### Your instructions
Write every entry out again exactly, please, and skip the pictures.

--- Records provided ---

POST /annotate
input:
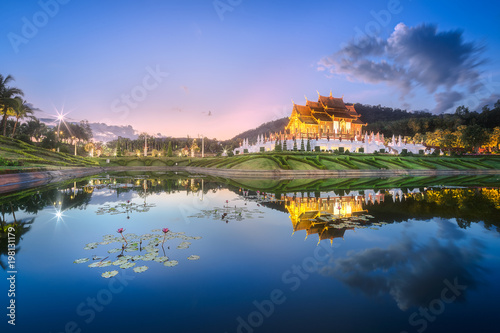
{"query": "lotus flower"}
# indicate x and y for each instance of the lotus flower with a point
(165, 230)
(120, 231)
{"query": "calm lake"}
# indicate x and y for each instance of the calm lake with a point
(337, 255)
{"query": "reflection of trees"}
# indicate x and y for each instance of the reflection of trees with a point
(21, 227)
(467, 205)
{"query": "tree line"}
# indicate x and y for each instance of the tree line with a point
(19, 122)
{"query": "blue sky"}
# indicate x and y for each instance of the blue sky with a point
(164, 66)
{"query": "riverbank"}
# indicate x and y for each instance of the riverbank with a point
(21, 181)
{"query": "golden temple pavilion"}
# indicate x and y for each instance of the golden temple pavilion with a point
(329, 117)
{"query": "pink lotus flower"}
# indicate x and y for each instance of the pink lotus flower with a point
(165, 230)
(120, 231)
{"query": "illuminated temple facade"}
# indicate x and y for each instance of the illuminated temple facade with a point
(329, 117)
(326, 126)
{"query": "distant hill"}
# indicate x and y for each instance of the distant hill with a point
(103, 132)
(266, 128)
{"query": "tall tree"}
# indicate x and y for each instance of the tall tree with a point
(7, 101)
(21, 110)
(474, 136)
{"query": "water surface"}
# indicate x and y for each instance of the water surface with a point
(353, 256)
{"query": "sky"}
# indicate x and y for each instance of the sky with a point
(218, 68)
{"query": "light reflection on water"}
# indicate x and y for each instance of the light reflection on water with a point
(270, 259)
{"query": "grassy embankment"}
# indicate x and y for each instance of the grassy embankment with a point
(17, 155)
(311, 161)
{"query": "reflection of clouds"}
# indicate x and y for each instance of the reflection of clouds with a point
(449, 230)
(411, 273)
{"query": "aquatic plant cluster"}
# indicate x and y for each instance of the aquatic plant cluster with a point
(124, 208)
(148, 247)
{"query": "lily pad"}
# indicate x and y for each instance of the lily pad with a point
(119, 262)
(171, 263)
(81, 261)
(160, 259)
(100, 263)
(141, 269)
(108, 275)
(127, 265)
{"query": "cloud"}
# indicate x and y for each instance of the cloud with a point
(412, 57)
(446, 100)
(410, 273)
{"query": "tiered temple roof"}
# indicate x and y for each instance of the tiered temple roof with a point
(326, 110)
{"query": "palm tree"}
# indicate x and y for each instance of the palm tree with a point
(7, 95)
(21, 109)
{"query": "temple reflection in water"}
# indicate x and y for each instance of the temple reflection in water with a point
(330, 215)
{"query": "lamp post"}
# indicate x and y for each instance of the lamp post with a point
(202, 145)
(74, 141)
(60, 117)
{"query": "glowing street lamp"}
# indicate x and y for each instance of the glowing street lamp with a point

---

### Written answer
POST /annotate
input:
{"query": "lotus flower"}
# indicate x and y for each instance of the lotus flower with a point
(165, 230)
(120, 231)
{"query": "calm lake"}
# indicate x and y for each instance of the calm lake with a point
(337, 255)
{"query": "reflection of trees"}
# indicate x and y for each instance of the reflection of trees with a point
(21, 227)
(467, 205)
{"query": "tree line"}
# indicate x and y for each instance of the tree line with a point
(19, 122)
{"query": "blue sky"}
# indicate x and y for each instance of the blue sky with a point
(164, 66)
{"query": "riverbank"}
# indicate x and y for each instance of the riverbank with a point
(21, 181)
{"query": "golden temple pavilion"}
# indicate x and y for each instance of the golden temple pavilion with a point
(329, 117)
{"query": "pink lotus flower"}
# indicate x and y for each instance of the pink lotus flower with a point
(165, 230)
(120, 231)
{"query": "illuminated temple facade"}
# indicate x and y for each instance of the illuminated temple facade with a point
(329, 117)
(326, 126)
{"query": "distant hill"}
# indicate x and y for each instance of the distant hill with a point
(103, 132)
(266, 128)
{"query": "tall tree"}
# indicate x and y for each instance of the tall tree with a point
(7, 101)
(21, 110)
(474, 136)
{"query": "water surface"}
# indicate x and y for each instance of the water surface with a point
(353, 256)
{"query": "sky"}
# indicate x and y for each instance of the sky with a point
(218, 68)
{"query": "light reflection on water"}
# indicate x and y for each instance of the light reflection on water with a point
(270, 259)
{"query": "grassy embankment"}
# indicate x and y for each instance of the grassy embankment with a point
(17, 155)
(311, 161)
{"query": "reflection of clouds"}
# indicate x and y for each instance of the reflection of clouds with a point
(449, 230)
(411, 273)
{"query": "aquatic plant cluster"}
# indicate x and y for each instance of the aquatic plant cluster with a point
(124, 208)
(148, 247)
{"query": "lily pad"}
# indicate x and y for each instance of the lily pad with a point
(119, 262)
(171, 263)
(81, 261)
(160, 259)
(100, 263)
(141, 269)
(108, 275)
(127, 265)
{"query": "cloud"}
# indicate x and y for each instance of the cloud with a point
(412, 57)
(446, 100)
(410, 273)
{"query": "tiered temple roof"}
# indicate x and y for each instance of the tiered temple roof with a point
(326, 110)
{"query": "palm tree"}
# indicate x and y for each instance of the palm tree with a point
(7, 95)
(21, 109)
{"query": "temple reflection in water"}
# indicate x and y for each instance of the temple reflection in water with a point
(330, 215)
{"query": "lamp post"}
# indicate x and y for each instance of the lamp post with a point
(202, 145)
(74, 141)
(60, 117)
{"query": "glowing street lamp"}
# indicate x and y for each instance of the glowing street lamp with a point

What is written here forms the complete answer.